■ **PROBLEM TO WORK ON**
Beginning with the line containing "trees occupy? State the bounding box." and ending with the last line, repeat the records exactly.

"""

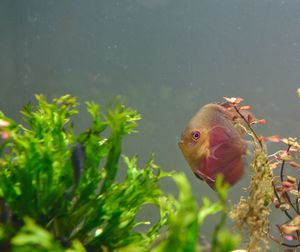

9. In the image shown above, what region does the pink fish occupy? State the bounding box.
[178,103,247,189]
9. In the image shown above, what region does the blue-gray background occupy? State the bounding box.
[1,0,300,249]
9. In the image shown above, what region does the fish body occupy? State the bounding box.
[178,103,247,189]
[71,143,86,185]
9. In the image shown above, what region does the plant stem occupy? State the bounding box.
[272,181,293,220]
[280,145,291,181]
[279,145,299,214]
[233,105,263,149]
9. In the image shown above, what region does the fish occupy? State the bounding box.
[178,103,248,189]
[71,143,86,185]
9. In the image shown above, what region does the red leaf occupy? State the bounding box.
[283,234,297,241]
[256,119,267,124]
[240,105,251,110]
[282,181,295,188]
[289,161,300,168]
[263,135,281,142]
[247,114,253,124]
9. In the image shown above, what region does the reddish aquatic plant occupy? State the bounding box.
[229,91,300,249]
[269,137,300,248]
[224,97,273,251]
[227,95,300,250]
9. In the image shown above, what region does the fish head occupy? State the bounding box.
[178,125,210,170]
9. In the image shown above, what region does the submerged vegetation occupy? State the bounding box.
[0,95,239,252]
[0,94,299,251]
[224,96,300,251]
[225,98,274,251]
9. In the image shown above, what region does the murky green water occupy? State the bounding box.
[1,1,300,250]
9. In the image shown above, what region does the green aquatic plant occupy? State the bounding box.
[151,175,240,252]
[0,95,239,252]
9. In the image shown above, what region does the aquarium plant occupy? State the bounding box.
[224,96,300,251]
[0,95,239,252]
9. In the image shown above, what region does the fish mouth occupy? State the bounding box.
[178,139,185,152]
[177,139,184,146]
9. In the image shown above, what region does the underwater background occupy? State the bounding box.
[1,0,300,249]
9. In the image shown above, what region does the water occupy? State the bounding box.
[1,0,300,250]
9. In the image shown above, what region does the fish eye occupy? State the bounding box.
[191,130,201,141]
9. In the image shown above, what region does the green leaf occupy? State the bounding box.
[152,173,199,252]
[0,94,240,252]
[11,218,64,252]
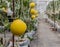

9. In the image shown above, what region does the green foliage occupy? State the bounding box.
[46,0,60,20]
[0,0,37,33]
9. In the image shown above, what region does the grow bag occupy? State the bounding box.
[17,38,30,47]
[47,18,60,32]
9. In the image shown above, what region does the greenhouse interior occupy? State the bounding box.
[0,0,60,47]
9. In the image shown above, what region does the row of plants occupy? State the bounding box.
[0,0,39,47]
[46,0,60,21]
[0,0,38,33]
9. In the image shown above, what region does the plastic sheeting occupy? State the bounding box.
[24,30,35,39]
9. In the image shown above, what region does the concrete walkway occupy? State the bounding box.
[30,20,60,47]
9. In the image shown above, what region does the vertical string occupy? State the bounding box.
[12,0,15,47]
[12,35,14,47]
[27,0,30,31]
[12,0,15,17]
[29,0,32,31]
[22,0,25,19]
[22,0,24,18]
[53,0,55,29]
[1,0,2,3]
[19,0,20,18]
[21,0,23,19]
[20,0,22,19]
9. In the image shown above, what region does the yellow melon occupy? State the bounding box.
[2,7,7,13]
[10,19,27,36]
[29,2,35,8]
[31,15,36,19]
[30,9,36,15]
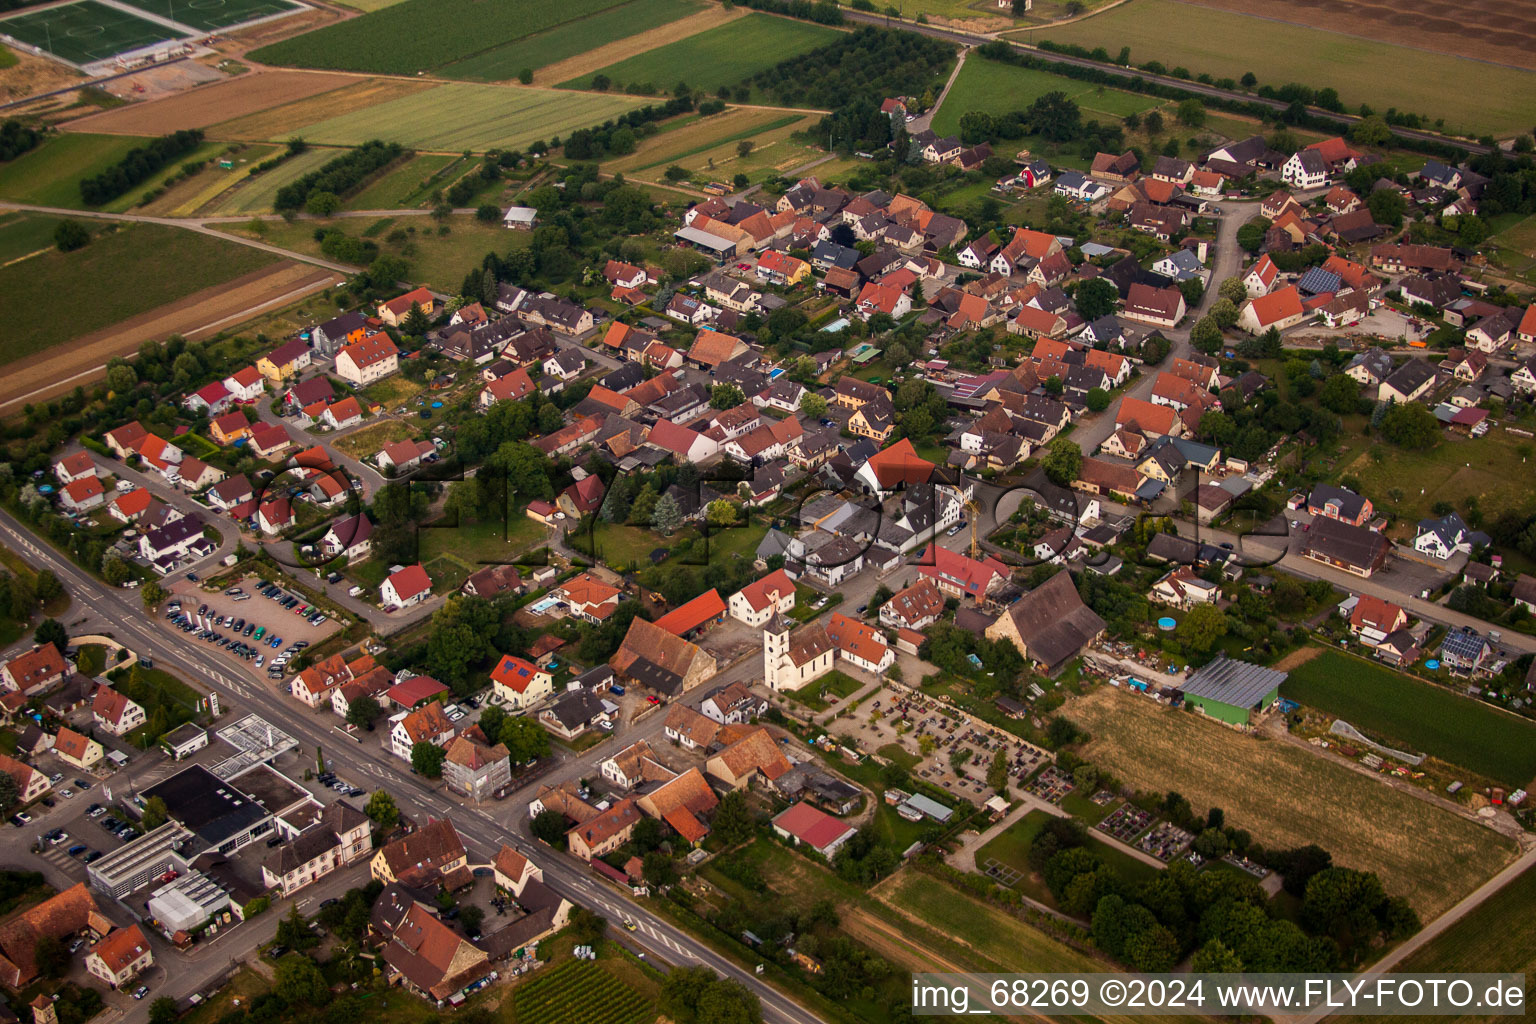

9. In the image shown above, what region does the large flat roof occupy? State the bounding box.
[1180,656,1287,710]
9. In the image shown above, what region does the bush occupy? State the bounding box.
[53,219,90,252]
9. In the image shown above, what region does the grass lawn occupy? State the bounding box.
[332,418,418,458]
[1488,213,1536,284]
[584,521,673,569]
[234,214,528,291]
[441,0,701,81]
[75,644,106,677]
[209,147,342,215]
[1330,428,1536,528]
[0,133,147,208]
[108,663,201,748]
[0,222,278,367]
[559,13,842,97]
[878,742,920,771]
[1064,686,1516,918]
[1061,789,1118,825]
[1033,0,1536,137]
[343,153,461,210]
[1281,649,1536,786]
[930,56,1160,137]
[1333,863,1536,1024]
[976,809,1158,908]
[783,667,862,712]
[419,515,548,572]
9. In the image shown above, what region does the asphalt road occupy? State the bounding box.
[0,507,826,1024]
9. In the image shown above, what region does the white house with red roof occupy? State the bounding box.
[59,476,105,513]
[381,563,432,610]
[915,544,1009,603]
[772,801,857,857]
[257,497,293,536]
[336,334,400,386]
[1243,254,1280,298]
[1238,285,1308,334]
[552,572,622,623]
[490,654,554,709]
[185,380,232,415]
[645,418,720,464]
[53,452,96,486]
[729,568,797,627]
[854,281,911,321]
[91,688,145,737]
[321,396,364,430]
[223,365,266,402]
[376,286,436,328]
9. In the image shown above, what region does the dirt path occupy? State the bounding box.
[1271,645,1324,672]
[533,5,748,85]
[0,262,339,411]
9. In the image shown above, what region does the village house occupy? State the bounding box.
[335,334,400,387]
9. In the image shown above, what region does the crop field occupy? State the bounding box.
[1064,687,1515,918]
[248,0,626,74]
[0,0,186,67]
[0,212,65,264]
[1335,865,1536,1024]
[0,132,145,208]
[603,107,814,183]
[1281,650,1536,786]
[275,83,644,152]
[0,222,277,364]
[930,56,1161,136]
[438,0,702,82]
[61,70,354,135]
[510,959,655,1024]
[559,13,843,97]
[207,146,342,214]
[1034,0,1536,137]
[207,77,428,141]
[343,153,460,209]
[133,143,281,216]
[115,0,300,31]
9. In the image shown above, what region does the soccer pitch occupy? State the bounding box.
[115,0,301,32]
[0,0,187,66]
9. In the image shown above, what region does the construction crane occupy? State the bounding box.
[964,499,982,560]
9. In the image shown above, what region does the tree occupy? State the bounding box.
[346,695,380,729]
[1042,438,1081,486]
[33,936,67,979]
[1086,387,1111,412]
[1179,275,1205,306]
[1144,110,1163,135]
[736,140,755,158]
[531,809,568,845]
[986,746,1009,793]
[273,954,329,1005]
[705,499,738,527]
[53,219,90,252]
[1011,0,1027,13]
[148,997,179,1024]
[1367,188,1406,229]
[141,795,169,831]
[1175,603,1227,653]
[33,618,66,654]
[1318,373,1360,414]
[1348,114,1392,147]
[710,382,745,409]
[411,741,446,778]
[1190,315,1223,355]
[1027,92,1082,142]
[498,714,549,763]
[518,67,533,85]
[1378,402,1438,449]
[0,772,17,810]
[142,581,166,611]
[365,790,399,829]
[1074,277,1119,321]
[305,191,340,216]
[663,967,763,1024]
[1209,297,1239,329]
[1192,938,1246,972]
[1236,217,1269,253]
[1218,276,1248,304]
[800,392,827,418]
[102,555,132,586]
[1175,98,1206,127]
[652,492,683,536]
[713,789,755,846]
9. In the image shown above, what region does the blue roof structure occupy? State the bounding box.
[1297,266,1343,295]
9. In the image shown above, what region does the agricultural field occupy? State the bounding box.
[1033,0,1536,137]
[0,221,278,365]
[342,153,461,210]
[251,83,645,152]
[439,0,702,82]
[115,0,300,31]
[0,132,144,207]
[929,55,1162,136]
[1063,686,1516,918]
[231,214,529,291]
[61,70,355,135]
[1281,649,1536,786]
[1328,427,1536,528]
[0,0,185,68]
[248,0,626,74]
[207,77,429,141]
[131,143,283,216]
[510,953,658,1024]
[206,146,340,214]
[1334,865,1536,1024]
[1488,213,1536,284]
[603,107,818,186]
[559,13,843,99]
[0,211,65,264]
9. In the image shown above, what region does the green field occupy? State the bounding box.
[0,212,66,264]
[278,83,643,151]
[0,0,185,66]
[559,13,843,96]
[1033,0,1536,137]
[0,133,151,208]
[115,0,300,30]
[511,958,655,1024]
[440,0,702,81]
[343,152,461,209]
[0,222,278,364]
[249,0,626,74]
[930,55,1161,136]
[210,147,342,214]
[1282,649,1536,786]
[976,809,1160,908]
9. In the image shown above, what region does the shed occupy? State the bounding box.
[1179,656,1286,725]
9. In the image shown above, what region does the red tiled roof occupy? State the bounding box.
[653,589,726,637]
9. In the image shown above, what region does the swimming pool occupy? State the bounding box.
[530,597,561,614]
[768,367,785,380]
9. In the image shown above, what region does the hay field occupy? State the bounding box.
[1064,687,1515,918]
[930,55,1160,136]
[208,78,430,141]
[603,107,816,184]
[439,0,703,82]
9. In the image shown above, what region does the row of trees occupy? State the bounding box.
[79,129,204,206]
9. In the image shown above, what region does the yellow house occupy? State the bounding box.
[54,727,102,771]
[848,403,894,443]
[256,339,312,383]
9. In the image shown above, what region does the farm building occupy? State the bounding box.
[1178,656,1287,726]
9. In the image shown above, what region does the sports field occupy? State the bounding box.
[559,13,843,97]
[1281,649,1536,786]
[278,83,644,151]
[249,0,625,74]
[115,0,300,31]
[930,55,1161,136]
[439,0,701,82]
[0,0,185,67]
[1034,0,1536,137]
[1064,686,1515,918]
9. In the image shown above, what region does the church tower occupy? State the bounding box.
[763,612,792,691]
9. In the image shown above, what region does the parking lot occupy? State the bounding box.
[160,576,344,681]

"""

■ **ANSWER BELOW**
9. In the image shown above, what region does the row of trees occupy? State the bounding box.
[79,129,204,206]
9. In the image shown above, what region does the yellow house occupy? State the bounding box.
[54,727,102,771]
[848,403,894,443]
[256,339,312,383]
9. In the image shown above, what region does the farm building occupy? State the bounding box.
[1178,656,1287,726]
9. In the image shown above, what region does the sports field occupy? State the bounding box.
[559,13,843,97]
[1281,649,1536,786]
[278,83,644,151]
[249,0,625,74]
[115,0,300,31]
[930,55,1161,136]
[439,0,701,82]
[0,0,185,67]
[1034,0,1536,137]
[1064,686,1515,918]
9. In the image shown above, what region does the church tower occupy? State the bounding box.
[763,612,792,691]
9. In the image shown above, what region does the parking lot occupy? State the bounding box.
[160,576,344,681]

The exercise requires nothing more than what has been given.